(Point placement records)

▶

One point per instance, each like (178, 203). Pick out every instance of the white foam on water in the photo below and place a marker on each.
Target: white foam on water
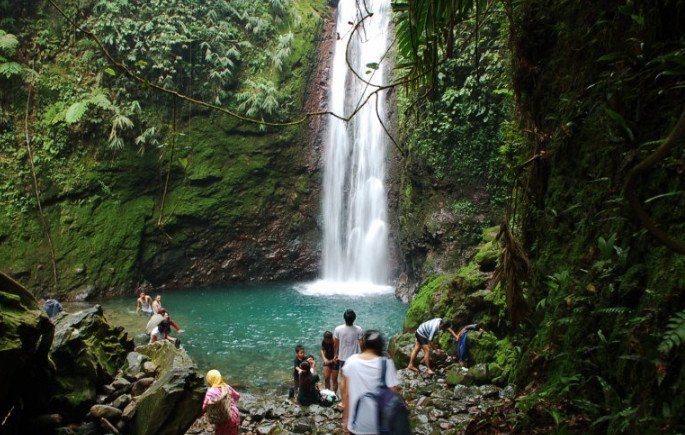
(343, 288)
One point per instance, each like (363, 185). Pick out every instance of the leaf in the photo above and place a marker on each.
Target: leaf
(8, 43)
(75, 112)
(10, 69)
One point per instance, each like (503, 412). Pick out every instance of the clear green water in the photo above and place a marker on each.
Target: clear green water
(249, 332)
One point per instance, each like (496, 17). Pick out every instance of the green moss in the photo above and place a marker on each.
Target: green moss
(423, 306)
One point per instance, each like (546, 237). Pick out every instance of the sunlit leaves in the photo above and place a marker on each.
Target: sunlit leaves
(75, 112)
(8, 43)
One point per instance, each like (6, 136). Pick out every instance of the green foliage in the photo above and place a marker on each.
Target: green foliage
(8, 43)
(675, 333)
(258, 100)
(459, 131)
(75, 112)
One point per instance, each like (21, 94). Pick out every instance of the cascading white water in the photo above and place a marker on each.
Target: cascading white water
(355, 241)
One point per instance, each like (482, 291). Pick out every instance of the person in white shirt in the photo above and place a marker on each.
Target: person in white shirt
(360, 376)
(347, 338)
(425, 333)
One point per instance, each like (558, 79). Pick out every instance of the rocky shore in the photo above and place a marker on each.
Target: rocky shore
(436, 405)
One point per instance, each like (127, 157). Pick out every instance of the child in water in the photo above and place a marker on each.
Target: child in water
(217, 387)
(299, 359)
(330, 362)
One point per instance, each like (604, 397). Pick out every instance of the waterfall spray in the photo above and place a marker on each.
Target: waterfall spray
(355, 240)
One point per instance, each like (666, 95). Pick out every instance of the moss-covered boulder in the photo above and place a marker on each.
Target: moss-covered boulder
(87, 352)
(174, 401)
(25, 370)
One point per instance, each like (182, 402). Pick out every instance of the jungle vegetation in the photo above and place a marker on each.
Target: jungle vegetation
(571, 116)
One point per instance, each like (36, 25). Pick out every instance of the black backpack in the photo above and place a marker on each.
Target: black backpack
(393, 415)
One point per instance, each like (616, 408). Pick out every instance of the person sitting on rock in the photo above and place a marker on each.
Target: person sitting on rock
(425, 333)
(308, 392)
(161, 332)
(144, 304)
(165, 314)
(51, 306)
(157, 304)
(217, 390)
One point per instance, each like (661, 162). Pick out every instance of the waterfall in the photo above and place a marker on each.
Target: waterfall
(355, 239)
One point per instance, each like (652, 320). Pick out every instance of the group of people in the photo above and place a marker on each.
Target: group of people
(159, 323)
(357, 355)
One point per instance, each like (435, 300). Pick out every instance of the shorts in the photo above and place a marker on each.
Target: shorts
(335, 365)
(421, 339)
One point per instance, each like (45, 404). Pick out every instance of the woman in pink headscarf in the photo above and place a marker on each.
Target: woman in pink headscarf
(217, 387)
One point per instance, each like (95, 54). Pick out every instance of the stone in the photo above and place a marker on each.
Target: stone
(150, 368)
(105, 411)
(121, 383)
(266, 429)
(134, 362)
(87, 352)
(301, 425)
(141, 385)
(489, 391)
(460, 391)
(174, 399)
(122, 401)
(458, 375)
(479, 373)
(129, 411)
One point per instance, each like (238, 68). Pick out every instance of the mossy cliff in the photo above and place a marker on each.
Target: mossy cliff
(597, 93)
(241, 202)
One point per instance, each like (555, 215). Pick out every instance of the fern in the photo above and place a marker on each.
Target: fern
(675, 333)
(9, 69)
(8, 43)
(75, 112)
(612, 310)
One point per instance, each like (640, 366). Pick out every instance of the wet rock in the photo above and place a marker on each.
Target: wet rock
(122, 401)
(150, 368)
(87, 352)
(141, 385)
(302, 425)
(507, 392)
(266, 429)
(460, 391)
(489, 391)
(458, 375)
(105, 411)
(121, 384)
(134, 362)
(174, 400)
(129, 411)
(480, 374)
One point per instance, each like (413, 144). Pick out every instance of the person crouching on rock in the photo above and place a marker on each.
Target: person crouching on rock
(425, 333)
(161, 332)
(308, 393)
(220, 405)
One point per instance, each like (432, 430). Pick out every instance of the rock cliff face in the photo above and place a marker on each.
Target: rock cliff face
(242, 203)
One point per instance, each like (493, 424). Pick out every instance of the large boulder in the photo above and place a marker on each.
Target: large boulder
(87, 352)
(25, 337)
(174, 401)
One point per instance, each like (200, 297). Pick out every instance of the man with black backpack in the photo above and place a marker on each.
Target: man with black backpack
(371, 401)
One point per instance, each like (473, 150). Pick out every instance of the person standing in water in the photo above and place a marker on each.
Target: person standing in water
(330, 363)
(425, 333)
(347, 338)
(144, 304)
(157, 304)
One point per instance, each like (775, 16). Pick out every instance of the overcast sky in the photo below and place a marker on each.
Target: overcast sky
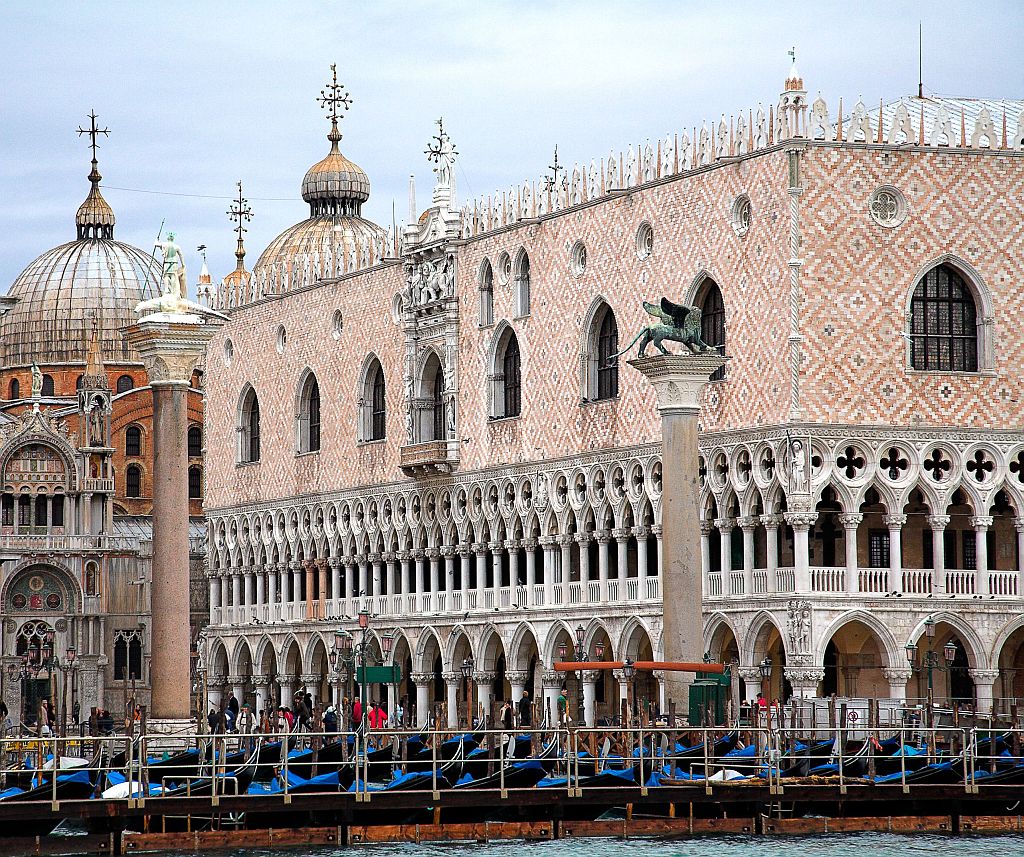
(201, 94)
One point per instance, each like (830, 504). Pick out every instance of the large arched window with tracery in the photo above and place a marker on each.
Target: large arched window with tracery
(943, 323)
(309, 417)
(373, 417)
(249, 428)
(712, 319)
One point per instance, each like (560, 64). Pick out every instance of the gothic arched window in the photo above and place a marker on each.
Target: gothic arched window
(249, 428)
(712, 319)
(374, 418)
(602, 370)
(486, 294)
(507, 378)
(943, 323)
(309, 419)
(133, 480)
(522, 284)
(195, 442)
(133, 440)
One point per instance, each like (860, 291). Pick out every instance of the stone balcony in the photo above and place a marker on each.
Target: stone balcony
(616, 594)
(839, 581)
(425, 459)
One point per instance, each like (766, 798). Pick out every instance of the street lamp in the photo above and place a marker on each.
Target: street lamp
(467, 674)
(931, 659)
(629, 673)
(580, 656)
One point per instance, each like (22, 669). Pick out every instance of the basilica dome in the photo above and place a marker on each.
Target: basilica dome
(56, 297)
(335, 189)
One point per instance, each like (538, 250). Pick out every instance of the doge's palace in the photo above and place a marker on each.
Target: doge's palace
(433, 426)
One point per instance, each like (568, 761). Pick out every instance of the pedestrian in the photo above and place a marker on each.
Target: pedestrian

◀

Rewrite the records from the line containing "One point per instance, each like (538, 250)." through the end of the records, putting "passerby" wherever "pedestrian" appears and leaving everything else as it stands.

Solution for this exercise:
One point per instance, each like (538, 250). Pick out every instance of the doge's palace in the photo above and place a marker on each.
Target: doge's palace
(433, 426)
One point per instance, each like (568, 761). Pick out every instance of the passerby in the photo above and place a marker on each.
Target: passerby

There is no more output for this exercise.